Give back the listing word for word, from top to bottom.

▶ Source records
====
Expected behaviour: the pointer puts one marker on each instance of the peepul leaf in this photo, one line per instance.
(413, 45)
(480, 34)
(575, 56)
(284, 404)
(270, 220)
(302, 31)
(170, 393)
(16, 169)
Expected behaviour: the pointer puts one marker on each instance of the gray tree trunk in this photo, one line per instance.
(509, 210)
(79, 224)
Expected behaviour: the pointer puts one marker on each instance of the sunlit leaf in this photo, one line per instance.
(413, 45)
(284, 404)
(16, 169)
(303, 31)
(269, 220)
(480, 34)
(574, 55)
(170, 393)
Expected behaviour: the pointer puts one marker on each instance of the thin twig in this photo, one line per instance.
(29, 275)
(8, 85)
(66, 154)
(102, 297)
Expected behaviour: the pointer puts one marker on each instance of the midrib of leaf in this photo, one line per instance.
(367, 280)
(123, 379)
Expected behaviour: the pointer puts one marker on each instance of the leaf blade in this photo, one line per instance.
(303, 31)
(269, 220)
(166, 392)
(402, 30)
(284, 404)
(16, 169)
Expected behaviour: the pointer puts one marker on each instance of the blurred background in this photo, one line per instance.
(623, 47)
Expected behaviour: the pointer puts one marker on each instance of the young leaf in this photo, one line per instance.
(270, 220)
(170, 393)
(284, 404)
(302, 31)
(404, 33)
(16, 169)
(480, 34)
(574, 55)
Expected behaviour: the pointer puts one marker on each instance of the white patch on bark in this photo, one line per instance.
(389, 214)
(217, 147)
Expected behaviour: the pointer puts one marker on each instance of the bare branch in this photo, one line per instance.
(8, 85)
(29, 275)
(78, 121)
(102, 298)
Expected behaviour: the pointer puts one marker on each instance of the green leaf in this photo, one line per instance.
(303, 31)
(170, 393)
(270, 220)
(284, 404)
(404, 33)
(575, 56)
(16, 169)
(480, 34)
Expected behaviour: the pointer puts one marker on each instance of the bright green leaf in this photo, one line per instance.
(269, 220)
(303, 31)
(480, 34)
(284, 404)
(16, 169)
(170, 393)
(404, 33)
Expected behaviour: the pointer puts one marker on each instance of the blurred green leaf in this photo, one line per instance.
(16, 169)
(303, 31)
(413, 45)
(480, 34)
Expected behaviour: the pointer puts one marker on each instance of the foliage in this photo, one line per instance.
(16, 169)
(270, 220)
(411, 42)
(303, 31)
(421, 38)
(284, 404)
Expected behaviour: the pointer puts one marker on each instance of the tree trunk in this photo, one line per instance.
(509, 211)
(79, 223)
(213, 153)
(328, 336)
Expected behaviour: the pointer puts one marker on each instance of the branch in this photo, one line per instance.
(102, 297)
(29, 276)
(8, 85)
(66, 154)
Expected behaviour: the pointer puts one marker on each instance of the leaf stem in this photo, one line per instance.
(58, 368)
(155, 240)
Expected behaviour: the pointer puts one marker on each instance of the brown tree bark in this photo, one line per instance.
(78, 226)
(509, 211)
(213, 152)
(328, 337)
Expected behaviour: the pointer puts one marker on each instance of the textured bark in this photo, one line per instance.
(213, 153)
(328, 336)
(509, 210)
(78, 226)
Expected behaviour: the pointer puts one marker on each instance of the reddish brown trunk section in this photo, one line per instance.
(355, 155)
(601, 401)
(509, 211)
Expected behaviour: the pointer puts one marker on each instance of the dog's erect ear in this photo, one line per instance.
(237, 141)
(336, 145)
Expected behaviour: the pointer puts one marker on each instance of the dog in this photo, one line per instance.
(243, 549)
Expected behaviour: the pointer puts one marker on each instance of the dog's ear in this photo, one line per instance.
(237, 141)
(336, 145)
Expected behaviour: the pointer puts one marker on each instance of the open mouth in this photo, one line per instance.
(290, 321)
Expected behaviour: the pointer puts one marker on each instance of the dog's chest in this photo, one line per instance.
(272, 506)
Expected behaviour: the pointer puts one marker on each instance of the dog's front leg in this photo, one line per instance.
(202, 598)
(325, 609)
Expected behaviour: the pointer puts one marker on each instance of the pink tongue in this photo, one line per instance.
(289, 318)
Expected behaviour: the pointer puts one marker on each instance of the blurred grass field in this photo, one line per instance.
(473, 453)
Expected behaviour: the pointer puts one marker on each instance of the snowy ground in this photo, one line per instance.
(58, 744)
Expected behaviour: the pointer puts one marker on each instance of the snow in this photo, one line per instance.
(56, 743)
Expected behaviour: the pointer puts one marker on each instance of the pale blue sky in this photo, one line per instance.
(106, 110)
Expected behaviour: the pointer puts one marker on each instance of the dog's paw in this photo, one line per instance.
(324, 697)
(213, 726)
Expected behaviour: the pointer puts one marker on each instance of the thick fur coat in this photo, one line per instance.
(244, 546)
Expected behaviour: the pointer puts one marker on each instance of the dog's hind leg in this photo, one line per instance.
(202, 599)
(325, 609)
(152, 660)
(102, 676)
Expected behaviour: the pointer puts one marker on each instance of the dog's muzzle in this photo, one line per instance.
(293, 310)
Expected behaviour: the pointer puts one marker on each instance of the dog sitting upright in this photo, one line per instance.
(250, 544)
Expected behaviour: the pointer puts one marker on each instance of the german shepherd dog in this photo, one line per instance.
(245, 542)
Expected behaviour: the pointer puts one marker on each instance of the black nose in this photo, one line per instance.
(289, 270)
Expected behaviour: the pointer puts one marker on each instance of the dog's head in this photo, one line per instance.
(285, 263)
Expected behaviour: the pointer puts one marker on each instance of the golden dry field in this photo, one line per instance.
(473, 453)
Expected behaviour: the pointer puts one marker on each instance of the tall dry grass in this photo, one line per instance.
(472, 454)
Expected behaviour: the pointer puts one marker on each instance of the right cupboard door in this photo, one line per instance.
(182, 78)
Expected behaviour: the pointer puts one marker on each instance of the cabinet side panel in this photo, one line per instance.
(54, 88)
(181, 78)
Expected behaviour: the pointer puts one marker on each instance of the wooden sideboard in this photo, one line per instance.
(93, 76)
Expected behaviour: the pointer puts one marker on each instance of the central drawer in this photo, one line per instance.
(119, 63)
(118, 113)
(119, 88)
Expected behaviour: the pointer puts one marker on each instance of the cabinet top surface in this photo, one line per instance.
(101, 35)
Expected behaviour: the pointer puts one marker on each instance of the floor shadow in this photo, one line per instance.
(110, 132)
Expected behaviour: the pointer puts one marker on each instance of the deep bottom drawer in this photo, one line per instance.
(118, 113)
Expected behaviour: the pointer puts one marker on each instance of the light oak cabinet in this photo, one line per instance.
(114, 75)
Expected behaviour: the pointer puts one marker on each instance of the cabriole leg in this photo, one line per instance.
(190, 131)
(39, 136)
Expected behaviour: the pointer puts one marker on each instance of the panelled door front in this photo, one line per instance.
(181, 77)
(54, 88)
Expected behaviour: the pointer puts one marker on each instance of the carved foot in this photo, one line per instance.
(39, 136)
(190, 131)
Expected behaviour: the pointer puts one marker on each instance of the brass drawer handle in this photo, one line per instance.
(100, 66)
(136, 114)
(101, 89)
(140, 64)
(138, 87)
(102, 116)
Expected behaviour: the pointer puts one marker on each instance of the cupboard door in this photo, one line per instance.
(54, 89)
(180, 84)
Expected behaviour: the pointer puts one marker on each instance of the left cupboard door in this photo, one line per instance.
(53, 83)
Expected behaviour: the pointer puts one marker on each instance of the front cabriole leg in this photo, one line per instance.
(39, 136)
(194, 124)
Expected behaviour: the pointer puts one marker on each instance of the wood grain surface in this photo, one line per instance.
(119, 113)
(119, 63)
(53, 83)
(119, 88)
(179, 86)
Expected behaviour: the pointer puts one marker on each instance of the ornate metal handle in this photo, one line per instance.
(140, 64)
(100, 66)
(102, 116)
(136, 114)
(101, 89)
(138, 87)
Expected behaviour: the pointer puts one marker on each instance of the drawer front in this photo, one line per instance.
====
▶ Answer space
Expected behaviour: the pointer puts one marker on each instance of the peepul leaf in this photo, one line per instance.
(413, 45)
(480, 34)
(575, 56)
(284, 404)
(270, 220)
(302, 31)
(170, 393)
(16, 169)
Expected behaviour: the pointer puts one marker on each instance of the gray tree trunk in this photo, one line per instance.
(509, 210)
(79, 224)
Expected behaviour: the pointer puts one marker on each instance of the sunlit leaf in this photo, one line per instance.
(413, 45)
(284, 404)
(16, 169)
(303, 31)
(269, 220)
(480, 34)
(574, 55)
(170, 393)
Expected behaviour: the pointer puts one marker on each instance of the thin twig in this photo, one line per instance.
(29, 275)
(8, 85)
(66, 154)
(102, 297)
Expected behaviour: the pointer puts one marker on each instance of the midrib of leaf in this photo, one line per instance.
(367, 280)
(123, 379)
Expected behaviour: the pointer puts one marker on each instance of the leaf blade in this photo, one line per instance.
(303, 31)
(269, 220)
(166, 392)
(402, 30)
(284, 404)
(16, 169)
Expected behaviour: the pointer puts one marker on each instance of the blurred background in this photo, one line per instance.
(623, 47)
Expected behaviour: the pointer puts one marker on each instance of the young leaf in this photo, one line per instance.
(270, 220)
(170, 393)
(284, 404)
(302, 31)
(404, 33)
(16, 169)
(480, 34)
(574, 55)
Expected behaviour: the pointer puts one marker on each instance of the white patch on bark in this photo, one line per instance.
(389, 214)
(217, 147)
Expected behaviour: the pointer puts one marker on each instance of the bare branch in this photo, one line per instance.
(8, 85)
(29, 275)
(78, 121)
(102, 298)
Expected behaviour: the pointer puts one marker on each instance of the green leaf in this photo, one line per instance.
(303, 31)
(170, 393)
(270, 220)
(284, 404)
(404, 33)
(575, 56)
(16, 169)
(480, 34)
Expected behaviour: the pointer puts one marker on each instance of the bright green leaf in this photo, one line per instance.
(269, 220)
(303, 31)
(480, 34)
(284, 404)
(16, 169)
(170, 393)
(404, 33)
Expected behaviour: the pointer puts one marker on each instance of the blurred green leaf in this photo, one line per instance.
(16, 169)
(303, 31)
(413, 45)
(480, 34)
Expected behaviour: the pointer puts one marker on each instance of the foliage in this photo, one line per instance.
(16, 169)
(270, 220)
(411, 42)
(303, 31)
(421, 38)
(284, 404)
Expected behaviour: the pointer puts one marker on each instance of the tree trunk in this photo, one line per instance.
(509, 211)
(79, 223)
(213, 153)
(328, 336)
Expected behaviour: the pointer puts one marker on each instance of the branch in this photo, one line per instance.
(102, 297)
(29, 276)
(8, 85)
(66, 154)
Expected behaviour: the pointer puts one marker on each instance of the leaf stem in this photo, one line per instance.
(58, 368)
(155, 240)
Expected behaviour: the pointer puts one marker on each instance of the brown tree bark in this photo, one line per instance.
(78, 226)
(509, 211)
(213, 152)
(328, 337)
Expected behaviour: the pointer puts one marker on each instance of the textured bark in this photo, one line per instance.
(213, 153)
(328, 336)
(509, 210)
(78, 226)
Expected behaviour: the pointer puts one marker on each instance of the reddish brown trunk section in this photo, one line per instance.
(355, 155)
(601, 401)
(509, 211)
Expected behaviour: the pointer puts one marker on each instance of the dog's erect ear in this photo, one line per instance.
(237, 141)
(336, 145)
Expected behaviour: the pointer puts one marker on each instance of the dog in this photo, one line per instance.
(243, 549)
Expected behaviour: the pointer puts one marker on each instance of the dog's ear in this photo, one line per instance.
(237, 141)
(336, 145)
Expected behaviour: the pointer puts one marker on each instance of the open mouth in this photo, one line per instance.
(290, 321)
Expected behaviour: the pointer puts one marker on each instance of the dog's chest in this photo, one line per instance.
(272, 506)
Expected behaviour: the pointer puts one marker on each instance of the dog's front leg in this photo, one line per instance.
(202, 598)
(325, 609)
Expected behaviour: the pointer puts one marker on each instance of the pink tongue in this photo, one line per instance.
(289, 318)
Expected behaviour: the pointer puts one marker on each instance of the blurred grass field in this photo, one line per instance.
(473, 453)
Expected behaviour: the pointer puts one marker on each instance of the snowy ground in this photo, one line per instance.
(58, 744)
Expected behaviour: the pointer puts one marker on each instance of the snow in this photo, one line per instance.
(56, 743)
Expected behaviour: the pointer puts one marker on each instance of the pale blue sky in this photo, one line per instance.
(106, 110)
Expected behaviour: the pointer puts one marker on each instance of the dog's paw in this photo, one line per instance.
(324, 697)
(213, 726)
Expected behaviour: the pointer puts one marker on each instance of the thick fur coat in this photo, one line per instance.
(244, 546)
Expected behaviour: the pointer puts one marker on each instance of the dog's hind leg in this photo, one line per instance.
(202, 599)
(325, 609)
(152, 660)
(102, 676)
Expected behaviour: the pointer puts one marker on each instance of the dog's muzzle in this photo, one line per instance.
(293, 310)
Expected behaviour: the pointer puts one marker on each instance of the dog sitting upright in this photo, one line per instance.
(250, 544)
Expected behaviour: the pointer puts one marker on each instance of the german shepherd dog in this photo, one line per instance.
(245, 542)
Expected behaviour: the pointer puts one marker on each instance of the black nose in this photo, one line per instance.
(289, 270)
Expected behaviour: the pointer puts one marker on each instance of the dog's head in this photo, one line per instance.
(285, 263)
Expected behaviour: the pointer puts one marker on each instance of the golden dry field in this photo, one line per instance.
(473, 453)
Expected behaviour: the pointer puts one marker on each instance of the tall dry grass in this photo, one line per instance.
(472, 454)
Expected behaviour: the pointer puts one marker on each instance of the right cupboard door in this photo, one line per instance.
(182, 78)
Expected behaviour: the pointer puts one marker on each instance of the cabinet side panel in this photo, one line per instance.
(54, 88)
(181, 78)
Expected behaviour: the pointer puts one marker on each instance of the wooden sideboard in this photo, one line per instance.
(93, 76)
Expected behaviour: the pointer puts one marker on each instance of the central drawer in this photo, one line per instance.
(119, 63)
(118, 113)
(119, 88)
Expected behaviour: the pointer puts one marker on each instance of the cabinet top surface in this photo, one line per instance.
(101, 35)
Expected behaviour: the pointer puts one marker on each instance of the floor shadow in this photo, one line per instance.
(110, 132)
Expected behaviour: the pointer puts one marker on each instance of the deep bottom drawer in this photo, one line per instance.
(118, 113)
Expected behaviour: the pointer puts one marker on each instance of the light oak cabinet in this photo, one line per instance.
(114, 75)
Expected behaviour: the pointer puts one marker on each instance of the cabriole leg in this photo, one line per instance.
(190, 131)
(39, 136)
Expected behaviour: the pointer puts one marker on each instance of the panelled door front in this photo, one line per instance.
(181, 77)
(54, 88)
Expected behaviour: the pointer puts one marker on each instance of the carved foot in this photo, one line per instance.
(39, 136)
(190, 131)
Expected behaviour: the pointer puts one marker on each instance of the brass drawer handle in this photo, one line per instance.
(100, 66)
(136, 114)
(101, 89)
(140, 64)
(138, 87)
(102, 116)
Expected behaviour: the pointer puts one marker on each instance of the cupboard door in this photo, one line per instance.
(54, 89)
(180, 84)
Expected behaviour: the pointer puts one marker on each instance of the left cupboard door in this photo, one line per instance.
(53, 83)
Expected behaviour: the pointer puts one marker on each instance of the front cabriole leg in this photo, one line per instance.
(39, 136)
(194, 124)
Expected behaviour: the pointer puts one marker on each instance of the wood grain surface in this photo, one line per instance.
(119, 113)
(119, 63)
(53, 83)
(119, 88)
(179, 86)
Expected behaviour: the pointer puts one marker on each instance of the ornate metal handle in this photo, one line per instance.
(140, 64)
(100, 66)
(102, 116)
(136, 114)
(101, 89)
(138, 87)
Expected behaviour: the pointer puts one marker on each instance of the drawer front in this photo, one line per instance.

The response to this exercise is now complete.